───── DATA ENTRIES ─────

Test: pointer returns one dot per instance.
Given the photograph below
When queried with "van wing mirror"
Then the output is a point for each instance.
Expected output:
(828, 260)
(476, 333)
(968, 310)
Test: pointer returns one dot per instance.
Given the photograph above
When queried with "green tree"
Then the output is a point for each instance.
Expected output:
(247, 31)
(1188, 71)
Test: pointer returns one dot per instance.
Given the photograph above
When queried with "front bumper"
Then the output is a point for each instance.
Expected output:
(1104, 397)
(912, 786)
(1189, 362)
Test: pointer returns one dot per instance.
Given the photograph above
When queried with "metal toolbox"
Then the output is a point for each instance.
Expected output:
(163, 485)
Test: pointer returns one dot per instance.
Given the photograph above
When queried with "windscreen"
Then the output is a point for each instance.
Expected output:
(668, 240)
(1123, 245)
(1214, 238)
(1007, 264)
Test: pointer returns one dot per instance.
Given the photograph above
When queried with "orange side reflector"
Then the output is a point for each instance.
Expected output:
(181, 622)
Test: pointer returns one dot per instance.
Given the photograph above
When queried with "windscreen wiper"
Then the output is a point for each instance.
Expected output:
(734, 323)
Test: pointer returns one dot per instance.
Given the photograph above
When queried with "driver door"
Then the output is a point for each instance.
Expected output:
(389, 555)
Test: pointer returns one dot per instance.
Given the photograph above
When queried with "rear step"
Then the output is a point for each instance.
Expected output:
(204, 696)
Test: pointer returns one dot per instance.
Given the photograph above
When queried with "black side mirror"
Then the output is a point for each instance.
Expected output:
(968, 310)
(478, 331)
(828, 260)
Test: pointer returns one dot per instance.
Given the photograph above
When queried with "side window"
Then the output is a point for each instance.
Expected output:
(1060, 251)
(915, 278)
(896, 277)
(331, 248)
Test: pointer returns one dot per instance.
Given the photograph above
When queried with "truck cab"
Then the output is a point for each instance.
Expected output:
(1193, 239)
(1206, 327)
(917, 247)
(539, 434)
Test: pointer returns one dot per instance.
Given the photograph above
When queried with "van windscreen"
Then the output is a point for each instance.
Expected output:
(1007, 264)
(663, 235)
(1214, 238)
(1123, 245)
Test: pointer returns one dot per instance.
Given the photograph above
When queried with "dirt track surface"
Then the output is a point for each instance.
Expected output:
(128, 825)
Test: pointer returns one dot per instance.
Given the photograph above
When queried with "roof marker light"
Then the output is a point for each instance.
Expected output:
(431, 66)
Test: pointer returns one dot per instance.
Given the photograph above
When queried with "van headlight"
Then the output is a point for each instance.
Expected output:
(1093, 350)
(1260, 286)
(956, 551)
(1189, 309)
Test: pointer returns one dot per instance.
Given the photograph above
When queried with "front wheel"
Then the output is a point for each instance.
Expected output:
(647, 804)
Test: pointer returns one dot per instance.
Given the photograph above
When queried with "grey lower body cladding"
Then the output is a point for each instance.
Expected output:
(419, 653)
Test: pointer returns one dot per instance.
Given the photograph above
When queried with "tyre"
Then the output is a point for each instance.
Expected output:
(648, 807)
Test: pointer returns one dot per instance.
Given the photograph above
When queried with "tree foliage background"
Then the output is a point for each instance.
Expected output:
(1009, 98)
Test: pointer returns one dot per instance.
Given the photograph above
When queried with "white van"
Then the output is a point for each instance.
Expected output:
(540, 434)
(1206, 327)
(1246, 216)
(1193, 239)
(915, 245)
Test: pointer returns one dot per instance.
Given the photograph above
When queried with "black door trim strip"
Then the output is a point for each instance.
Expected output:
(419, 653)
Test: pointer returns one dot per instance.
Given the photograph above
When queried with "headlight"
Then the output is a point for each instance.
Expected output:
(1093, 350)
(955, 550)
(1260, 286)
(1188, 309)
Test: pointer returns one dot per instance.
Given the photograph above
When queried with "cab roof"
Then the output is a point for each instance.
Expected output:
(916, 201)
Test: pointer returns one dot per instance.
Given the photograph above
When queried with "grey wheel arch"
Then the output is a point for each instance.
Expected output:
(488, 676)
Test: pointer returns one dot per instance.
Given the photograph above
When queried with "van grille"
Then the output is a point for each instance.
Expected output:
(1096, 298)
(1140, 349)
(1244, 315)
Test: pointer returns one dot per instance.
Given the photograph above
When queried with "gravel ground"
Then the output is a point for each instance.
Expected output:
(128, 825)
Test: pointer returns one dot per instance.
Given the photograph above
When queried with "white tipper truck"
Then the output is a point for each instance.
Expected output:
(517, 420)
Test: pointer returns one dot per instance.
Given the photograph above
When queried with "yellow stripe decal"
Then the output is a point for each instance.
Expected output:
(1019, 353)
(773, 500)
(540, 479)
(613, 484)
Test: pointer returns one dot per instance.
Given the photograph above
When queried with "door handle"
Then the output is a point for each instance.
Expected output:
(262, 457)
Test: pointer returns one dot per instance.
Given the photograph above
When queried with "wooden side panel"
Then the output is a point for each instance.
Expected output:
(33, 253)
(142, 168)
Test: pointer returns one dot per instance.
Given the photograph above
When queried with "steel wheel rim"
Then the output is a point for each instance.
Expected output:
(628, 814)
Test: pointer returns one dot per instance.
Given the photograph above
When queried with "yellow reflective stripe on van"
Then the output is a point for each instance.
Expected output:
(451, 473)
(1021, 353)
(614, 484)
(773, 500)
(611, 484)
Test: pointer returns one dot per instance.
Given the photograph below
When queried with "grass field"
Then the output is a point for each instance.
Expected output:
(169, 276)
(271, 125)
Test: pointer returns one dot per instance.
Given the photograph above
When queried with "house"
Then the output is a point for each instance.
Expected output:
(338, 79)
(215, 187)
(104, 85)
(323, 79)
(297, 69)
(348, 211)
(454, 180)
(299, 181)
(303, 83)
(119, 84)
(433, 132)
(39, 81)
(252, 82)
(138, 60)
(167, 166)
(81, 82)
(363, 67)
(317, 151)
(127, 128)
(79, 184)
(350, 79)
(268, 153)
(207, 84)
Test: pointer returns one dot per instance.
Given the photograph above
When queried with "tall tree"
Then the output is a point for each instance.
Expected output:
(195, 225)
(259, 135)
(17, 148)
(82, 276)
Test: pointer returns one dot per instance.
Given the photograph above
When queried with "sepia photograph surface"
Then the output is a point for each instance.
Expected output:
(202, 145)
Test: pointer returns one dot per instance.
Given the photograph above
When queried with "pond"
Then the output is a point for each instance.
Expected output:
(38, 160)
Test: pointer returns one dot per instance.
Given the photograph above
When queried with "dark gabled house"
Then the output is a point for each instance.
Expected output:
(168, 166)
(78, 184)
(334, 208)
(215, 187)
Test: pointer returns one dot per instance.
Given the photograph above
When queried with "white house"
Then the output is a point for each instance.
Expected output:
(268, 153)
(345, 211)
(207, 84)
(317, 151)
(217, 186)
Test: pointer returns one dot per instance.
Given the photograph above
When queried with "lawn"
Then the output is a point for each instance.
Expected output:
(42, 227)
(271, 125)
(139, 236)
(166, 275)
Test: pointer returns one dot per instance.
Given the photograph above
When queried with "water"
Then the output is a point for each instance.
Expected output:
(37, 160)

─────

TASK DIRECTIONS: Reproduce every one of the rows above verbatim, without any changes.

COMPLETE OUTPUT:
Test: pointer returns one dot per instance.
Given the photograph below
When queried with "van wing mirror"
Then the output is a point for each instance.
Expected output:
(828, 260)
(476, 333)
(968, 310)
Test: pointer returns one dot per instance.
Given the photograph above
When queried with "green tree"
Then the output is a point for each instance.
Expected output:
(247, 31)
(1188, 71)
Test: pointer returns one dot per instance.
Given the photograph above
When queried with "front bumper"
Then the output is a point for each instance.
Expected output:
(1104, 397)
(912, 786)
(1189, 362)
Test: pointer returns one dot per instance.
Given the photograph above
When queried with "metal toolbox"
Then the output is a point for each instance.
Expected output:
(163, 485)
Test: pointer returns one dot per instance.
Given the photograph above
When queried with "windscreen"
Then the output is a point for each instance.
Expected output:
(668, 240)
(1123, 245)
(1214, 238)
(1007, 264)
Test: pointer returns one dot per instance.
Given the photograph above
When queried with "orange side reflector"
Then the output is a point for each instance.
Expected output:
(181, 622)
Test: pointer returns one dot per instance.
Given the photograph above
When queried with "windscreen wiper"
Then the output is a point for each instance.
Expected output:
(734, 323)
Test: pointer returns one dot per instance.
Given the photograph above
When queried with "driver door"
Then the output is a point for each instance.
Expected output:
(389, 555)
Test: pointer returns one dot per instance.
Given the photograph above
When queried with "rear step"
Then the output is a point for each instance.
Expected output:
(204, 696)
Test: pointer returns one dot per instance.
Given the photograph above
When queried with "black side mirror"
Then the output is a point for each instance.
Expected output:
(968, 310)
(478, 331)
(828, 260)
Test: pointer returns one dot per instance.
Given the photograph above
When queried with "side window"
Then the output is a point for each instance.
Expected output:
(1060, 251)
(915, 278)
(896, 277)
(331, 248)
Test: pointer returns one dot per instance.
Given the photograph above
When queried with "truck cab"
Then the output is a point for each instance.
Expected output:
(1193, 239)
(1206, 327)
(917, 247)
(539, 434)
Test: pointer returns one dot per instance.
Given the photograph above
When queried with "van windscreen"
Then the output is a point for each instance.
Expected output:
(1007, 264)
(663, 235)
(1214, 238)
(1123, 245)
Test: pointer returns one dot per instance.
Given the photograph above
When queried with "dirt track surface"
Then the output is a point for each instance.
Expected output:
(128, 825)
Test: pointer returns one dot per instance.
Given the photograph above
When queried with "roof marker light"
Then the output is a point for each instance.
Expected output:
(431, 66)
Test: pointer returns one dot per instance.
Given the photograph above
When queried with "van headlight"
Then the output is a point for each instance.
Expected output:
(1093, 350)
(1260, 286)
(956, 551)
(1189, 309)
Test: pointer returns one dot per instance.
Given the photograph above
When queried with "front wheel"
Then the output is a point for each instance.
Expected output:
(647, 804)
Test: pointer returns one dot per instance.
Given the photograph above
When queried with "grey lower body cladding"
Then the output is a point for each instance.
Expected output:
(419, 653)
Test: pointer returns one dot per instance.
Given the photograph above
When queried with "tyre"
Then the output is a point for each instance.
Expected output:
(648, 807)
Test: pointer returns one dot per instance.
Given the photograph above
When queried with "tree foliage background"
Then the output is a point for each instance.
Expected output:
(1009, 98)
Test: pointer returns one dot per instance.
Given the photograph above
When queried with "white van"
Then the output is a point for each instance.
Expected output:
(540, 434)
(1206, 327)
(1246, 216)
(1193, 239)
(915, 245)
Test: pointer returns one dot per instance.
Given the photograph above
When queried with "black door trim strip"
Then the output is a point for each instance.
Expected output:
(419, 653)
Test: pointer returns one dot per instance.
Given the photograph above
When queried with "headlight"
Then the output is a point for each instance.
Expected output:
(1093, 350)
(955, 550)
(1260, 286)
(1188, 309)
Test: pointer returns one dot per instance.
Given the photograph above
When queried with "cab roof"
Then the output is a point for each instance.
Expected output:
(916, 201)
Test: pointer returns one dot per instance.
Given the photograph above
When queried with "grey wheel arch"
Then the output is a point for each instance.
Expected output:
(488, 676)
Test: pointer returns one dot per instance.
Given the photograph above
When queried with "van grille"
Then the output is a point for each instance.
Expected output:
(1096, 298)
(1140, 349)
(1244, 315)
Test: pointer returns one dot per instance.
Given the photograph above
When queried with "gravel ground"
Then the output is a point for each instance.
Expected output:
(128, 825)
Test: pointer returns one dot per instance.
Given the photograph above
When queried with "white tipper truck"
Then the output is a point for each instance.
Expected output:
(517, 420)
Test: pointer returns one dot per instance.
Given the photograph above
When queried with "yellow stripe decal"
Then the output is a point for each instance.
Expected output:
(1019, 353)
(773, 500)
(540, 479)
(613, 484)
Test: pointer returns one dot per instance.
Given the photograph above
When queried with "door handle"
Then the output is a point for each instance.
Expected output:
(262, 457)
Test: pointer returns one dot per instance.
Given the photograph above
When queried with "wooden side panel"
Then the output is a point for each instance.
Expected output:
(33, 253)
(142, 168)
Test: pointer returns one dot per instance.
Given the photograph above
When queried with "steel wheel rim"
Then the output is a point for each instance.
Expected output:
(628, 814)
Test: pointer returns one dot per instance.
Given the photograph above
When queried with "yellow reflective stripe on van"
Then the output is a point for each instance.
Expected output:
(451, 473)
(1021, 353)
(614, 484)
(773, 500)
(611, 484)
Test: pointer returns one dot per instance.
Given the photograph below
When queried with "grass field"
Then the output is a point for each instance.
Expected output:
(169, 276)
(271, 125)
Test: pointer returns one dot per instance.
Given the photograph above
When queried with "house"
Then the output is a point for each instance.
Expected output:
(338, 79)
(215, 187)
(104, 85)
(323, 79)
(297, 69)
(348, 211)
(454, 180)
(299, 181)
(303, 83)
(119, 84)
(433, 132)
(39, 81)
(252, 82)
(138, 60)
(167, 166)
(81, 82)
(363, 67)
(317, 151)
(127, 128)
(79, 184)
(350, 79)
(268, 153)
(207, 84)
Test: pointer returns one dot per instance.
Given the photograph above
When queried with "tall tree"
Then the output is a point for each instance.
Expected output:
(195, 225)
(259, 135)
(17, 148)
(82, 276)
Test: pointer returns one dot per instance.
Given the photograph above
When queried with "sepia photograph surface"
Then the output is a point for each instance.
Expected output:
(202, 145)
Test: pointer returns one dot per instance.
Given the photograph above
When queried with "pond"
Then the output is a point for each instance.
Expected output:
(38, 160)
Test: pointer returns one dot per instance.
Given the photograph above
When queried with "dark gabled house"
Then the output is a point for each instance.
Expected output:
(168, 166)
(78, 184)
(334, 208)
(215, 187)
Test: pointer returns one dot per instance.
Given the photograph above
When queried with "white house"
Then the output is a point for each instance.
Expected output:
(268, 153)
(345, 211)
(207, 84)
(317, 151)
(217, 186)
Test: pointer returns one dot per instance.
Given the photograph above
When queried with "lawn"
Then the output is a point for each instance.
Expected output:
(42, 227)
(271, 125)
(139, 236)
(166, 275)
Test: pointer returns one dot per instance.
Given the photograph above
When queried with "water"
Then the output is a point for each instance.
Expected output:
(37, 160)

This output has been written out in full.